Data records
§

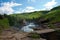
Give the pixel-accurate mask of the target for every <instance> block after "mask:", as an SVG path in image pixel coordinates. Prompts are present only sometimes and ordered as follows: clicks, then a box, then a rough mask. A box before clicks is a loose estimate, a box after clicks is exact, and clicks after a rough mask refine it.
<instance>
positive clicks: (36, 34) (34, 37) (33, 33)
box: [30, 33, 40, 39]
mask: <svg viewBox="0 0 60 40" xmlns="http://www.w3.org/2000/svg"><path fill="white" fill-rule="evenodd" d="M30 37H31V38H35V39H36V38H40V35H38V34H37V33H32V34H30Z"/></svg>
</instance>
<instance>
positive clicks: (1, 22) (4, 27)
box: [0, 18, 9, 31]
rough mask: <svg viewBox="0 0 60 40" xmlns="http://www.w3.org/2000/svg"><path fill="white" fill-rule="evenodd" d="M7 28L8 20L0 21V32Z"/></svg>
mask: <svg viewBox="0 0 60 40" xmlns="http://www.w3.org/2000/svg"><path fill="white" fill-rule="evenodd" d="M7 28H9V23H8V19H7V18H4V19H0V31H1V30H4V29H7Z"/></svg>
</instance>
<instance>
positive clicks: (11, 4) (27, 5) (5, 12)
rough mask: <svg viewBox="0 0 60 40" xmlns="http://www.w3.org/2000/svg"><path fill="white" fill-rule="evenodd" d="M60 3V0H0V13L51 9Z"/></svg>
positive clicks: (8, 13) (19, 12)
mask: <svg viewBox="0 0 60 40" xmlns="http://www.w3.org/2000/svg"><path fill="white" fill-rule="evenodd" d="M58 5H60V0H0V14H4V13H6V14H12V13H23V12H33V11H39V10H50V9H52V8H53V7H55V6H58Z"/></svg>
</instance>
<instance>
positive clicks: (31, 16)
mask: <svg viewBox="0 0 60 40" xmlns="http://www.w3.org/2000/svg"><path fill="white" fill-rule="evenodd" d="M48 12H49V11H36V12H31V13H22V14H13V15H12V16H15V17H19V18H21V19H36V18H39V17H41V16H42V15H44V14H46V13H48Z"/></svg>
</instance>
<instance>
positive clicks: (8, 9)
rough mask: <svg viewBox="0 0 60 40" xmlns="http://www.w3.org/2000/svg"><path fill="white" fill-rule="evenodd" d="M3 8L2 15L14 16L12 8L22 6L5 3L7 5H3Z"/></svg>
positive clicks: (4, 3) (0, 8)
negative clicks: (2, 14) (10, 14)
mask: <svg viewBox="0 0 60 40" xmlns="http://www.w3.org/2000/svg"><path fill="white" fill-rule="evenodd" d="M1 5H2V7H0V14H4V13H6V14H12V13H13V12H14V10H13V8H12V7H15V6H20V5H22V4H18V3H15V2H5V3H1Z"/></svg>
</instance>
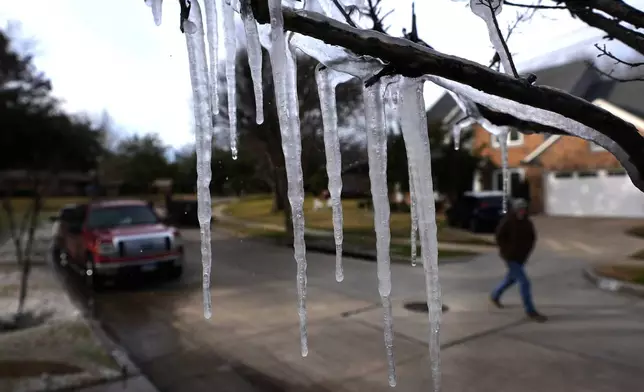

§

• Assignment
Copy all of the data above word for word, and leave the pictures out of your copy.

• Answer to this problem
Give the pixel-accurate mask of the target for every <instance> block after "mask:", as an SVG path in image pixel coordinates. Prompts are present only sometimes and ordered as follows: clicks, then a box, then a rough mask. A box before clicks is a loose estimate, a box after clicks is exact, and clicks after a rough mask refine it.
<instance>
positive clicks: (36, 34) (34, 37) (33, 33)
box: [30, 33, 40, 39]
mask: <svg viewBox="0 0 60 40" xmlns="http://www.w3.org/2000/svg"><path fill="white" fill-rule="evenodd" d="M30 37H31V38H35V39H36V38H40V35H38V34H37V33H32V34H30Z"/></svg>
</instance>
<instance>
positive clicks: (1, 22) (4, 27)
box: [0, 18, 9, 31]
rough mask: <svg viewBox="0 0 60 40" xmlns="http://www.w3.org/2000/svg"><path fill="white" fill-rule="evenodd" d="M7 28L8 20L0 21V32Z"/></svg>
mask: <svg viewBox="0 0 60 40" xmlns="http://www.w3.org/2000/svg"><path fill="white" fill-rule="evenodd" d="M7 28H9V23H8V19H7V18H4V19H0V31H1V30H4V29H7Z"/></svg>
</instance>
<instance>
positive clicks: (11, 4) (27, 5) (5, 12)
rough mask: <svg viewBox="0 0 60 40" xmlns="http://www.w3.org/2000/svg"><path fill="white" fill-rule="evenodd" d="M60 3V0H0V13L51 9Z"/></svg>
positive clicks: (8, 13) (19, 12)
mask: <svg viewBox="0 0 60 40" xmlns="http://www.w3.org/2000/svg"><path fill="white" fill-rule="evenodd" d="M58 5H60V0H0V14H4V13H6V14H12V13H23V12H33V11H39V10H50V9H52V8H53V7H55V6H58Z"/></svg>
</instance>
<instance>
positive clicks: (31, 16)
mask: <svg viewBox="0 0 60 40" xmlns="http://www.w3.org/2000/svg"><path fill="white" fill-rule="evenodd" d="M48 12H49V11H36V12H31V13H22V14H13V15H12V16H15V17H19V18H21V19H36V18H39V17H41V16H42V15H44V14H46V13H48Z"/></svg>
</instance>
<instance>
positive clicks: (8, 9)
rough mask: <svg viewBox="0 0 60 40" xmlns="http://www.w3.org/2000/svg"><path fill="white" fill-rule="evenodd" d="M3 8L2 15L14 16L12 8L22 6L5 3L7 5H3Z"/></svg>
positive clicks: (4, 3) (0, 8)
negative clicks: (2, 14) (10, 14)
mask: <svg viewBox="0 0 60 40" xmlns="http://www.w3.org/2000/svg"><path fill="white" fill-rule="evenodd" d="M1 5H2V7H0V14H4V13H6V14H12V13H13V12H14V10H13V8H12V7H15V6H20V5H22V4H18V3H15V2H5V3H1Z"/></svg>
</instance>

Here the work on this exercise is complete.